**Directive:** Locate each line in the data below that contains the word "tiger" and copy those lines in full.

═════ Data provided ═════

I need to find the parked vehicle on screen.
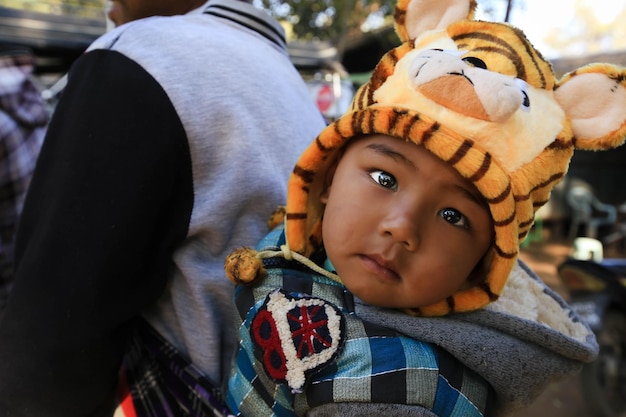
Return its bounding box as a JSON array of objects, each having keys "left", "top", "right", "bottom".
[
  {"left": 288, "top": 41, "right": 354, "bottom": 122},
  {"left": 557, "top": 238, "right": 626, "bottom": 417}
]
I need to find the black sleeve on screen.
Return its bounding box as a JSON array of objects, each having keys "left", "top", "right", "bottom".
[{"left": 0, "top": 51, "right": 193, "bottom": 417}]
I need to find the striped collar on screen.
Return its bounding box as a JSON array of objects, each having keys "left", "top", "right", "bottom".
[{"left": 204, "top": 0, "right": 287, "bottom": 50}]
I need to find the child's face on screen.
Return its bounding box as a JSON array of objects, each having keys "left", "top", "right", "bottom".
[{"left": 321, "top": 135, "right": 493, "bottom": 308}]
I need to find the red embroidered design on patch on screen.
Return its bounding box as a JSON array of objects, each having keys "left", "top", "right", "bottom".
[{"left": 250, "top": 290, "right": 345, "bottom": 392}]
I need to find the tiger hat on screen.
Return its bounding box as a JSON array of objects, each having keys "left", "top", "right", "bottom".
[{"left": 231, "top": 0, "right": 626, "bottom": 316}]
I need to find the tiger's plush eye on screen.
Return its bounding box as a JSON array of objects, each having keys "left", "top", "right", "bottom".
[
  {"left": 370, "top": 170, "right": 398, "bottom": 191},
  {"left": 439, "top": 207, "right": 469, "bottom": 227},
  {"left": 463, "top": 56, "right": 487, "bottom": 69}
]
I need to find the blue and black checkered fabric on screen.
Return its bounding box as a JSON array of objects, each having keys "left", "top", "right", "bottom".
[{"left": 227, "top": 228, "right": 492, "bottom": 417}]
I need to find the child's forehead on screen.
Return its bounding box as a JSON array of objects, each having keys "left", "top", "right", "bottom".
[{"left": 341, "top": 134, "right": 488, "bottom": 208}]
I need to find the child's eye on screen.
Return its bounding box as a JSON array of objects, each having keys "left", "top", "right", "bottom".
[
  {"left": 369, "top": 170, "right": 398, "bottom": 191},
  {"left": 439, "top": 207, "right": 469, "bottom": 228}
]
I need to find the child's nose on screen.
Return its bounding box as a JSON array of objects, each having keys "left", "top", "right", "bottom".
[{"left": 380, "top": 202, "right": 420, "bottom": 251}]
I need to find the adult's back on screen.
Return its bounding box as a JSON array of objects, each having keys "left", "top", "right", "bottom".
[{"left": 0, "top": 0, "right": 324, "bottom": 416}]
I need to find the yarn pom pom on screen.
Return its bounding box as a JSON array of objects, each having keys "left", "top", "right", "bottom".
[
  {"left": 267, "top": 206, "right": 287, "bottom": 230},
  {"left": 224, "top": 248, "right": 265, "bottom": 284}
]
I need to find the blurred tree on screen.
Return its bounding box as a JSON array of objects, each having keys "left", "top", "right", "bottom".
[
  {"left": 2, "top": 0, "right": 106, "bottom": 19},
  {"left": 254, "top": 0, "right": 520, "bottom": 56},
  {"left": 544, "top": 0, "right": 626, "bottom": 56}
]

═════
═════ Data provided ═════

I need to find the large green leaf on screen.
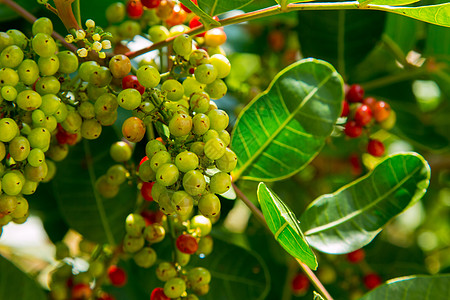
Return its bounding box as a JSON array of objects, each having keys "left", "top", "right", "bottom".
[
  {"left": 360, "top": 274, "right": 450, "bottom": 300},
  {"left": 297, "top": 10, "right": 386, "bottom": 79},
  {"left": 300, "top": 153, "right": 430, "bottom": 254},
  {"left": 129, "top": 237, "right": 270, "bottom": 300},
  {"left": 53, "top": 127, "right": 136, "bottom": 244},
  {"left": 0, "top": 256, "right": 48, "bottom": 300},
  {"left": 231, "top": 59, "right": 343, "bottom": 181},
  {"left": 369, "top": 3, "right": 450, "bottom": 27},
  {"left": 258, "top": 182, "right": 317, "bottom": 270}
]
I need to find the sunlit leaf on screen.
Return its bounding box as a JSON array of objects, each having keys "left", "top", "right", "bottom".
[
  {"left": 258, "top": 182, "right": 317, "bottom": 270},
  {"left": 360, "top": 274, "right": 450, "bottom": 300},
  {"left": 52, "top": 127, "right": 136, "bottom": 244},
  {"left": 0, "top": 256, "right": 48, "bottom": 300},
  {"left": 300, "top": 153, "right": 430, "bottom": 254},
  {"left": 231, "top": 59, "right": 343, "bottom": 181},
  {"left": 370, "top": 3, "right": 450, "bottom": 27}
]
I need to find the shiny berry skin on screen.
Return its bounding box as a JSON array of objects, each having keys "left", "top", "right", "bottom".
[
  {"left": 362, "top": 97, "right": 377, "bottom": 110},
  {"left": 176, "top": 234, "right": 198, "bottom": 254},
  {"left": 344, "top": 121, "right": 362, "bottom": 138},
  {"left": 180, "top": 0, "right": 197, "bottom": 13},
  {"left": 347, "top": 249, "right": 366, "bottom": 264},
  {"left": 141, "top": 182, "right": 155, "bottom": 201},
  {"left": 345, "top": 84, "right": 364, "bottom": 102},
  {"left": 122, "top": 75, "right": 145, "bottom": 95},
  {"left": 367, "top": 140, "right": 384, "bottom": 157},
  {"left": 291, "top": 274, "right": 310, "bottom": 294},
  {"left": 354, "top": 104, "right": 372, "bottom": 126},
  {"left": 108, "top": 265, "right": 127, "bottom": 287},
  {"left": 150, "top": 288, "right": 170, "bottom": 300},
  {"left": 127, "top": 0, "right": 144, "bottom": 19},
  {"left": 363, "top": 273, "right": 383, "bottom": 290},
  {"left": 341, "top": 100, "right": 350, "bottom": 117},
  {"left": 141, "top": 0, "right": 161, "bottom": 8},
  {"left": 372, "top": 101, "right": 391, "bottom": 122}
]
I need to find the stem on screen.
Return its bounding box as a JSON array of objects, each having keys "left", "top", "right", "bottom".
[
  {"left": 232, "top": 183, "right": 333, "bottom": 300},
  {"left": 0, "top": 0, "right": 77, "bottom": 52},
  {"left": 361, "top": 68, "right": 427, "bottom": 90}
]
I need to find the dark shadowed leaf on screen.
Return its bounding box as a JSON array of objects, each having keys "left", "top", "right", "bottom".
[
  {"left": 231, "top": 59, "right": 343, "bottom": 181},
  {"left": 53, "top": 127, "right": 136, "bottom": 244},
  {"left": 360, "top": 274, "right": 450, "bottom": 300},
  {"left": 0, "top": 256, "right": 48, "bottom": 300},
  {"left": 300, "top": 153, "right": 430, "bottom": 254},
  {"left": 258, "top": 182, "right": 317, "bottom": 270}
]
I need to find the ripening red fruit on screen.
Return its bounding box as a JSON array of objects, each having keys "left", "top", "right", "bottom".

═════

**Answer in full:**
I need to find the tiger hat on screen.
I need to find the tiger's plush eye on screen.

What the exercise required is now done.